• [WHAT THE EXERCISE ASKS]:
Rewrite the records from the line containing "I'm looking at the image above. Where does the algae-covered" up to and including the line containing "(418, 698), (838, 896)", raising every corner coordinate in the answers by 103. Keep the requests in place, and leave every number in them unchanged.

• [STORED ROWS]:
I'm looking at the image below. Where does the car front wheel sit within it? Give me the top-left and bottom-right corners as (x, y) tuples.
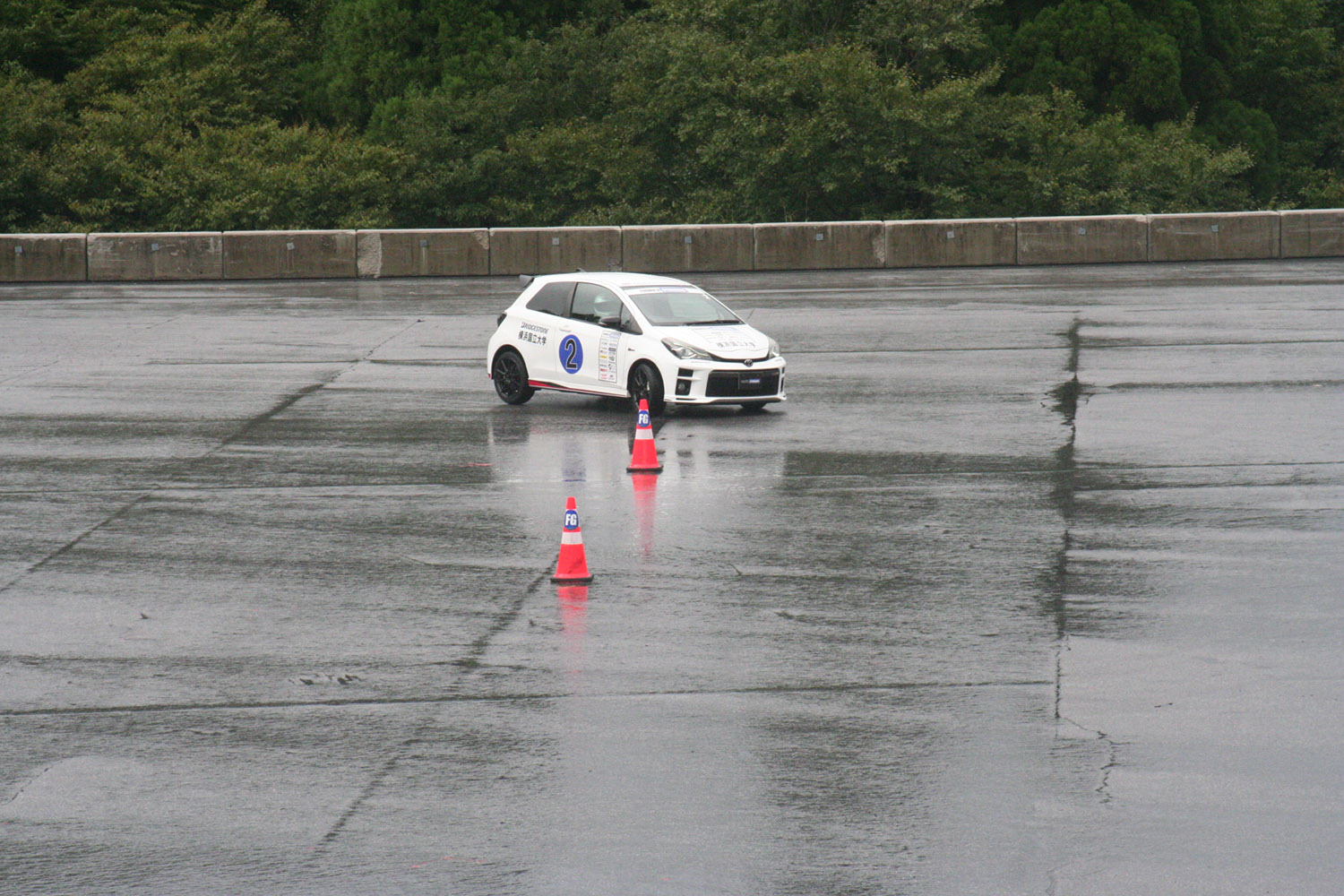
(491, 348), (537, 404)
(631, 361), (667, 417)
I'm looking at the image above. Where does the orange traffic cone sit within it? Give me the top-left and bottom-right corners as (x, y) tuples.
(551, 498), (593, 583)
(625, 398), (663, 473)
...
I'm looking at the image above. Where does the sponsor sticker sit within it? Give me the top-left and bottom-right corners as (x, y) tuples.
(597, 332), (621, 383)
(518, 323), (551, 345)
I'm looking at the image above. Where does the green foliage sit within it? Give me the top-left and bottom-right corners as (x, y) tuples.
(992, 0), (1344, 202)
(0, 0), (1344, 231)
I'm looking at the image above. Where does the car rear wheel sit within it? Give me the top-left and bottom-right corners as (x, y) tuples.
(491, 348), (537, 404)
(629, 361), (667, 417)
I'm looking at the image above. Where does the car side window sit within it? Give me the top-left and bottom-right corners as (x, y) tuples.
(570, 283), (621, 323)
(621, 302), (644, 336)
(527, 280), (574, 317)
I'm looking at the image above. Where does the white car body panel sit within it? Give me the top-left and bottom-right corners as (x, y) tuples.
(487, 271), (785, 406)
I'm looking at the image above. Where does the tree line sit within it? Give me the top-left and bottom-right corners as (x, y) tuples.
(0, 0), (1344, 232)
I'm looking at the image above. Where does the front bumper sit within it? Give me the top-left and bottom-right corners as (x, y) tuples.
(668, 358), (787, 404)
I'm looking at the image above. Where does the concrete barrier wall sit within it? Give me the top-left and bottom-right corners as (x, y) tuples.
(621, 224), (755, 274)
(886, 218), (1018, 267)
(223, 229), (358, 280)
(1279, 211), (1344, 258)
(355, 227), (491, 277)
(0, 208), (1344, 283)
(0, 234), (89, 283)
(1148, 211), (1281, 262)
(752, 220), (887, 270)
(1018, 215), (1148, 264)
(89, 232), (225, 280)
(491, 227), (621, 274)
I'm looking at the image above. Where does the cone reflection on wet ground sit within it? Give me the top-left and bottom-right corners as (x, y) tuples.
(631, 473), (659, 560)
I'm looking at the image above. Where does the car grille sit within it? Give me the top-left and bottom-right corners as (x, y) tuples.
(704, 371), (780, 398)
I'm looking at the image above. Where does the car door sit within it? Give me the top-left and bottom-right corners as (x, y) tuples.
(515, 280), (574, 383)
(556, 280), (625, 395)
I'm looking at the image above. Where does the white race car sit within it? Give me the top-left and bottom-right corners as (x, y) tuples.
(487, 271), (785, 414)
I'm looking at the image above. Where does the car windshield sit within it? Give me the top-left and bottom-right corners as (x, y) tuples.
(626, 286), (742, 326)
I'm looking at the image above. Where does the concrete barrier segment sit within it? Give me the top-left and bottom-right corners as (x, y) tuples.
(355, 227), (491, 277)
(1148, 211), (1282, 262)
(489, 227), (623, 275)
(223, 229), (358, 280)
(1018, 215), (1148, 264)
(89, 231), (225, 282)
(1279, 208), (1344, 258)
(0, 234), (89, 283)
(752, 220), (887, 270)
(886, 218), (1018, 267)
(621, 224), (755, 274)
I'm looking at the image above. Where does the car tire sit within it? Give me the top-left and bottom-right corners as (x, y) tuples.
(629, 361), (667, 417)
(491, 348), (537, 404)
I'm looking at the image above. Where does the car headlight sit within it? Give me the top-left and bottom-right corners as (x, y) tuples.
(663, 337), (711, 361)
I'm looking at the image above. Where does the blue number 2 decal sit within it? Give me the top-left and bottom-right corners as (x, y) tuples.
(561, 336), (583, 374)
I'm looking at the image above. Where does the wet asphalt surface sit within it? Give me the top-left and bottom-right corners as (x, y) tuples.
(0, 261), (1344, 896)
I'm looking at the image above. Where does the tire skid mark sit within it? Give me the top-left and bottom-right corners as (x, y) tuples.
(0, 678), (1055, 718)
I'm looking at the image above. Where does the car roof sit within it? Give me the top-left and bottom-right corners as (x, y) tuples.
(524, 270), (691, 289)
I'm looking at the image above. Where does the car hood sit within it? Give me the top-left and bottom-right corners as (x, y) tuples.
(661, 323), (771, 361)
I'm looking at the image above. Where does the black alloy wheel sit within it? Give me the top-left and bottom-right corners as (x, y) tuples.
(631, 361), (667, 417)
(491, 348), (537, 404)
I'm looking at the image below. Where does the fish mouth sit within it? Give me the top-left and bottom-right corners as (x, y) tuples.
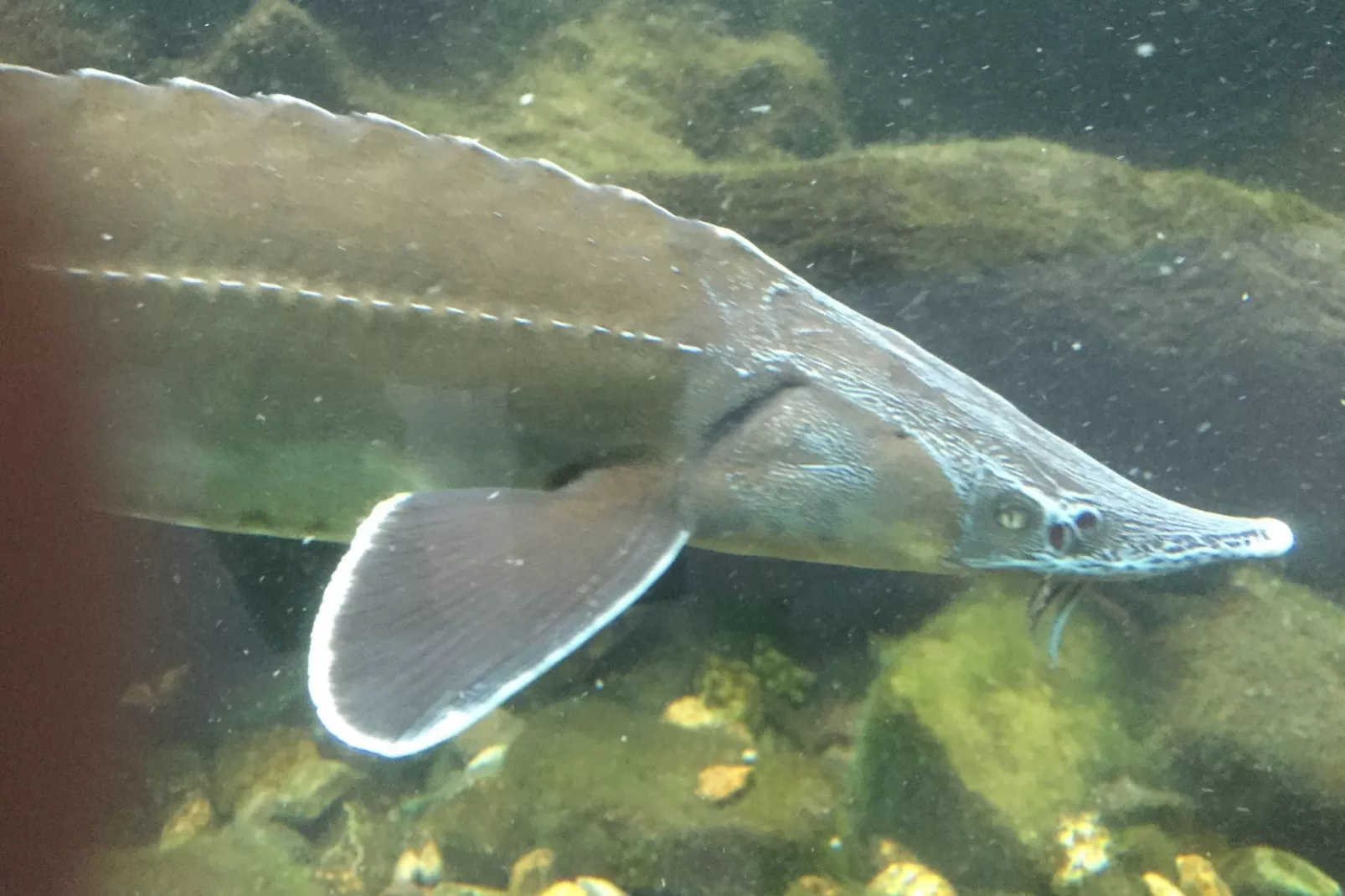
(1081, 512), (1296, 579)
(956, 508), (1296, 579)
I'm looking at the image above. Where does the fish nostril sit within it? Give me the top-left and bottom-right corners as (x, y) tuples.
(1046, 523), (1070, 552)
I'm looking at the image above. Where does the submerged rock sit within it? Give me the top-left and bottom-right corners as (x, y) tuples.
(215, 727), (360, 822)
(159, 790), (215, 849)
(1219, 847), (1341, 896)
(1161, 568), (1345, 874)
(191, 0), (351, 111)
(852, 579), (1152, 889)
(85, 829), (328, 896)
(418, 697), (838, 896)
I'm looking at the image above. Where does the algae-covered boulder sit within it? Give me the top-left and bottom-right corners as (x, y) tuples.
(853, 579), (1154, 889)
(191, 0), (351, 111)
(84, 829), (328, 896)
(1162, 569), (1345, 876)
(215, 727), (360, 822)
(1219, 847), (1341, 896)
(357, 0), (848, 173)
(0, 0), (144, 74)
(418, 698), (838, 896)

• [EXERCISE RESPONSE]:
I'm looking at the image above. Where does the algae-covered boulder sit within it? Give me the top-left and bottom-right corners as (x, y) tuples.
(956, 682), (1257, 992)
(294, 103), (454, 214)
(187, 932), (431, 999)
(1265, 672), (1448, 979)
(318, 830), (463, 925)
(1322, 950), (1444, 999)
(460, 103), (951, 276)
(103, 103), (247, 177)
(521, 801), (941, 999)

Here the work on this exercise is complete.